* begin RECORDS *
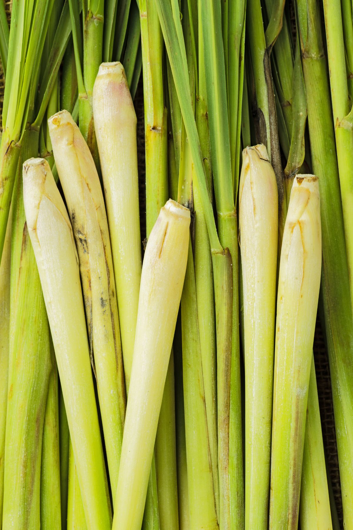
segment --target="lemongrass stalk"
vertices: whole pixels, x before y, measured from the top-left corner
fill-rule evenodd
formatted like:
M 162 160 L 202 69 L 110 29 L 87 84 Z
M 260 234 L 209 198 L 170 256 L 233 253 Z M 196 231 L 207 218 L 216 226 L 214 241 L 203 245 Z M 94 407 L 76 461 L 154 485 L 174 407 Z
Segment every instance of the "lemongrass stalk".
M 146 233 L 147 237 L 161 207 L 168 198 L 167 164 L 167 116 L 163 92 L 163 36 L 154 0 L 146 0 L 147 29 L 141 21 L 142 68 L 148 70 L 144 78 L 146 165 Z M 141 16 L 141 14 L 140 14 Z M 148 48 L 146 42 L 148 39 Z M 141 38 L 142 36 L 141 34 Z M 147 64 L 146 64 L 147 60 Z M 173 352 L 167 374 L 165 392 L 161 407 L 156 439 L 156 468 L 160 528 L 177 528 L 178 499 L 176 448 L 174 429 L 174 374 Z M 169 450 L 164 447 L 169 444 Z
M 343 41 L 346 52 L 347 78 L 348 94 L 351 104 L 353 102 L 353 6 L 351 0 L 342 0 L 342 23 L 343 24 Z
M 71 442 L 69 450 L 68 480 L 67 530 L 86 530 L 87 526 L 85 518 L 85 511 Z
M 286 198 L 283 171 L 278 142 L 269 51 L 265 40 L 259 0 L 248 0 L 247 9 L 247 24 L 257 106 L 255 118 L 257 140 L 266 146 L 269 160 L 275 171 L 278 190 L 280 224 L 283 226 L 285 219 L 281 212 L 282 203 Z
M 79 100 L 79 123 L 80 130 L 98 167 L 99 156 L 94 132 L 92 98 L 93 85 L 103 56 L 104 0 L 88 0 L 87 11 L 83 9 L 82 14 L 84 34 L 83 76 L 87 99 L 84 97 Z
M 111 511 L 72 229 L 46 161 L 24 164 L 23 190 L 87 526 L 105 530 L 111 527 Z
M 60 110 L 65 109 L 72 113 L 77 98 L 77 76 L 75 65 L 75 54 L 72 40 L 68 45 L 62 59 L 60 87 Z M 50 116 L 48 114 L 48 116 Z
M 126 408 L 117 303 L 104 200 L 90 152 L 71 114 L 48 120 L 79 261 L 111 489 L 117 485 Z
M 38 152 L 26 131 L 22 156 Z M 49 330 L 26 225 L 21 171 L 12 200 L 9 367 L 3 527 L 39 528 L 43 425 L 50 371 Z
M 298 1 L 298 26 L 313 170 L 320 175 L 321 287 L 346 528 L 353 527 L 353 317 L 334 124 L 318 6 Z M 319 89 L 318 89 L 319 87 Z M 334 233 L 332 226 L 334 226 Z M 334 248 L 334 252 L 332 252 Z M 344 399 L 343 398 L 344 396 Z
M 353 158 L 351 155 L 353 112 L 349 112 L 351 103 L 350 104 L 348 98 L 341 2 L 324 0 L 323 7 L 350 300 L 353 311 Z
M 115 498 L 114 530 L 141 527 L 185 273 L 189 224 L 189 211 L 169 200 L 161 209 L 147 242 Z
M 184 2 L 182 5 L 182 29 L 187 54 L 188 64 L 191 65 L 193 57 L 192 32 L 195 24 L 194 20 L 191 17 L 196 15 L 194 13 L 193 13 L 192 10 L 186 8 L 186 3 Z M 200 42 L 200 35 L 198 36 L 198 39 Z M 202 42 L 202 36 L 201 40 Z M 202 62 L 200 65 L 202 69 L 201 73 L 203 72 L 204 75 L 204 68 L 203 64 L 203 63 Z M 193 106 L 194 105 L 195 85 L 198 87 L 198 83 L 195 83 L 195 74 L 197 73 L 195 72 L 194 68 L 190 68 L 189 81 Z M 201 86 L 201 90 L 203 88 L 204 91 L 204 93 L 205 93 L 204 82 Z M 205 134 L 204 123 L 203 126 L 199 121 L 198 125 L 200 130 L 202 130 L 203 133 Z M 182 124 L 180 147 L 178 186 L 178 201 L 184 206 L 191 207 L 191 205 L 193 204 L 192 159 L 184 123 Z M 193 188 L 197 194 L 197 186 L 195 183 L 194 184 Z M 198 205 L 200 206 L 201 202 L 200 194 L 198 197 Z M 202 215 L 202 213 L 201 206 L 200 209 L 200 213 L 201 215 Z M 198 228 L 200 228 L 200 226 Z M 202 273 L 201 272 L 202 266 L 200 263 L 200 251 L 202 253 L 203 251 L 206 257 L 207 256 L 207 251 L 210 252 L 210 248 L 207 245 L 207 239 L 206 233 L 205 240 L 201 242 L 200 233 L 198 234 L 197 243 L 199 260 L 197 269 L 199 280 L 202 279 L 201 275 Z M 196 253 L 196 248 L 195 250 Z M 206 265 L 207 261 L 205 261 L 205 263 Z M 211 277 L 208 279 L 208 281 L 210 279 L 212 281 L 212 269 L 211 271 L 209 270 L 207 272 L 209 274 L 211 272 Z M 213 391 L 213 395 L 214 395 L 216 392 L 216 378 L 214 372 L 213 373 L 212 372 L 213 368 L 215 369 L 214 312 L 213 314 L 213 322 L 205 322 L 205 317 L 207 318 L 209 316 L 207 311 L 209 311 L 209 306 L 210 304 L 213 303 L 213 298 L 208 298 L 207 295 L 210 293 L 207 288 L 208 286 L 206 285 L 206 288 L 203 292 L 200 293 L 199 291 L 198 302 L 201 301 L 202 303 L 203 303 L 202 306 L 200 307 L 199 314 L 195 274 L 194 260 L 192 245 L 190 244 L 185 282 L 182 296 L 181 308 L 183 379 L 189 520 L 192 528 L 213 528 L 215 524 L 218 524 L 219 514 L 218 455 L 216 423 L 217 417 L 216 402 L 214 404 L 212 403 L 212 394 L 209 393 L 207 396 L 209 414 L 214 412 L 216 413 L 216 415 L 213 417 L 209 416 L 210 420 L 209 427 L 207 412 L 206 408 L 203 361 L 205 360 L 205 357 L 208 357 L 209 355 L 211 356 L 210 359 L 207 358 L 207 362 L 211 363 L 211 366 L 210 367 L 209 365 L 206 364 L 205 369 L 211 370 L 211 377 L 213 376 L 214 378 L 211 379 L 211 384 L 212 385 L 213 383 L 214 387 L 212 388 L 212 386 L 211 388 L 206 386 L 206 389 L 209 393 L 210 391 Z M 213 287 L 213 286 L 212 287 Z M 213 289 L 211 293 L 213 295 Z M 204 331 L 205 328 L 207 327 L 207 324 L 211 324 L 211 327 L 210 329 L 207 330 L 206 335 L 203 337 L 204 350 L 202 351 L 200 327 L 202 331 Z M 206 342 L 207 339 L 210 339 L 210 343 Z M 213 348 L 213 351 L 212 348 Z M 212 358 L 212 354 L 213 354 L 213 359 Z M 213 366 L 212 366 L 212 361 L 214 363 Z M 206 377 L 207 377 L 207 383 L 208 384 L 209 382 L 208 373 Z M 213 409 L 212 408 L 212 404 L 214 406 Z M 212 448 L 210 447 L 209 439 L 210 431 L 211 431 L 211 437 L 214 436 L 213 439 L 211 438 L 212 442 L 213 442 Z M 215 444 L 214 443 L 215 440 Z
M 196 94 L 196 127 L 200 140 L 204 166 L 210 192 L 212 190 L 212 162 L 206 90 L 206 74 L 203 37 L 198 2 L 198 71 Z M 211 457 L 214 496 L 217 513 L 219 512 L 219 480 L 218 476 L 218 445 L 217 440 L 217 387 L 215 316 L 213 274 L 210 241 L 205 216 L 197 183 L 193 185 L 195 210 L 194 265 L 197 305 L 202 374 L 205 393 L 209 444 Z
M 3 520 L 5 436 L 8 379 L 8 344 L 10 309 L 10 264 L 11 256 L 11 215 L 8 218 L 4 251 L 0 264 L 0 522 Z
M 40 469 L 40 527 L 61 530 L 58 369 L 50 340 L 51 371 L 43 427 Z
M 175 428 L 178 484 L 178 509 L 180 530 L 190 530 L 189 497 L 187 486 L 185 419 L 183 386 L 182 319 L 179 310 L 177 319 L 173 350 L 175 374 Z
M 70 434 L 64 402 L 61 385 L 59 387 L 59 446 L 60 449 L 60 490 L 61 508 L 61 528 L 66 530 L 67 522 L 67 493 L 69 476 Z
M 93 111 L 112 245 L 126 394 L 129 393 L 141 271 L 136 114 L 122 65 L 103 63 L 93 91 Z M 126 219 L 129 219 L 128 225 Z M 159 527 L 155 472 L 147 520 Z
M 218 218 L 218 232 L 222 246 L 231 257 L 232 283 L 230 344 L 225 329 L 218 321 L 223 308 L 220 293 L 215 287 L 217 330 L 218 458 L 220 481 L 220 527 L 232 527 L 236 522 L 242 527 L 244 518 L 243 477 L 241 439 L 241 410 L 239 332 L 238 223 L 234 207 L 234 190 L 238 189 L 238 175 L 233 186 L 230 146 L 226 75 L 221 38 L 221 8 L 213 0 L 202 2 L 201 19 L 210 139 L 214 193 Z M 218 280 L 215 278 L 216 282 Z M 223 283 L 223 287 L 227 281 Z M 225 304 L 227 307 L 228 302 Z M 225 317 L 226 320 L 228 316 Z M 222 342 L 223 341 L 223 342 Z M 223 379 L 224 376 L 224 379 Z
M 297 527 L 321 229 L 316 176 L 296 176 L 280 253 L 276 322 L 269 528 Z
M 332 530 L 313 355 L 306 407 L 299 515 L 301 530 Z
M 141 270 L 136 114 L 124 69 L 103 63 L 93 91 L 115 278 L 126 393 L 129 392 Z M 126 219 L 129 219 L 129 223 Z
M 245 525 L 268 526 L 278 240 L 276 176 L 261 144 L 243 151 L 239 240 L 245 357 Z
M 4 77 L 5 79 L 7 68 L 9 37 L 10 29 L 7 22 L 7 15 L 5 10 L 5 2 L 2 2 L 0 5 L 0 59 L 1 59 Z
M 124 60 L 122 61 L 124 65 L 124 69 L 129 87 L 131 87 L 132 82 L 140 41 L 140 12 L 137 5 L 133 2 L 129 19 L 129 31 L 124 53 Z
* end RECORDS *
**AIM**
Express everything from the start of the listing down to and including the line containing "M 162 160 L 202 69 L 110 29 L 87 84 Z" as a Markdown table with the columns "Row" and "Line", numbering each line and omitting blank lines and the pictures.

**THE ANSWER**
| Row | Line |
|---|---|
| 1 | segment --target="lemongrass stalk" |
| 2 | vertices: whole pixels, x before y, measured from the top-left corner |
| 3 | fill-rule evenodd |
| 4 | formatted like: |
| 5 | M 162 160 L 202 69 L 110 29 L 87 84 Z |